DESCRIPTION DU PROBLÈME: Recopiez, dans le texte fourni, le passage compris entre « C.G.-D., Libération, mars » et « premier degré ? », bornes incluses.

TEXTE FOURNI:

:::

Le changement, ce n’est pas son truc, à Samuel. Lui, il préfère son quotidien – les balades le long de la mer avec ses enfants, les mots fléchés dans le journal du dimanche et sa femme. Ou du moins il s’en accommode en silence. C’était une dispute froide. J’avais envie qu’elle parte. Elle, que je parte. Personne ne partirait. Même isolé chacun dans une pièce de la maison, sentir la présence de l’autre serait encore de trop. Tandis que Samuel est coincé dans le microcosme familial, un couple de Parisiens s’installe à quelques rues de chez lui. Leur histoire ne tourne pas rond mais il examine mal la situation. Et, le voilà pris au piège entre un suicide et un double meurtre. Franck Mignot, psychologue, dissèque le mensonge et la manipulation au sein de nos relations pour glisser petit à petit vers le roman noir.


C.G.-D., Libération, mars 2023



Le singulier premier roman de Franck Mignot, Mollesse, ne se prend pas au sérieux tout en virant au drame.


Un roman mêlant l’anecdotique à la gravité, l’humoristique au tragique : tel est Mollesse, de Franck Mignot, qui fait une entrée saisissante sur la scène littéraire. Foin des petites histoires calibrées : l’incertitude est au rendez-vous. Longtemps – et c’est une grande qualité ! – le lecteur ne sait pas exactement ce qu’il est en train de lire. Non seulement en termes de récit, mais aussi de ton, de registre. La dédicace, déjà, a de quoi surprendre : « À la merde qui sent toujours, quoi qu’il arrive ». Du trash ? Du punk à chien ? Du premier degré ?

:::

DONNÉES ÉTUDIÉES:
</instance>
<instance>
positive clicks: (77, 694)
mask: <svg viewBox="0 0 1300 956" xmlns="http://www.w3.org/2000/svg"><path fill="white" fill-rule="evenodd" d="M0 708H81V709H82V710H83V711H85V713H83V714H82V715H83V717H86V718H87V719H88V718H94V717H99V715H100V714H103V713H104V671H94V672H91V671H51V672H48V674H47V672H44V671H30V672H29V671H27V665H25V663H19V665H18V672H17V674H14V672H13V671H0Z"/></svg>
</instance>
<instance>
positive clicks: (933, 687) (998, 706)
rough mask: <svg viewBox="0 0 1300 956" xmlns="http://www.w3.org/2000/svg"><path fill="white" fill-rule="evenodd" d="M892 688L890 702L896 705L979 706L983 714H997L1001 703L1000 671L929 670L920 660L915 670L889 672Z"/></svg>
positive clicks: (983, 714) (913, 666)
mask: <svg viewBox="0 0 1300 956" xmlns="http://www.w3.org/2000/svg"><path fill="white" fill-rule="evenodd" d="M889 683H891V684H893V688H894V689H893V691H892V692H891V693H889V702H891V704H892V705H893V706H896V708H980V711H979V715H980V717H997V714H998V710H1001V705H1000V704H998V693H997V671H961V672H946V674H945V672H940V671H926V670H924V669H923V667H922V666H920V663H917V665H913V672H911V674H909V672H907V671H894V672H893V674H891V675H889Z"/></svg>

:::

RÉPONSE PRODUITE:
C.G.-D., Libération, mars 2023



Le singulier premier roman de Franck Mignot, Mollesse, ne se prend pas au sérieux tout en virant au drame.


Un roman mêlant l’anecdotique à la gravité, l’humoristique au tragique : tel est Mollesse, de Franck Mignot, qui fait une entrée saisissante sur la scène littéraire. Foin des petites histoires calibrées : l’incertitude est au rendez-vous. Longtemps – et c’est une grande qualité ! – le lecteur ne sait pas exactement ce qu’il est en train de lire. Non seulement en termes de récit, mais aussi de ton, de registre. La dédicace, déjà, a de quoi surprendre : « À la merde qui sent toujours, quoi qu’il arrive ». Du trash ? Du punk à chien ? Du premier degré ?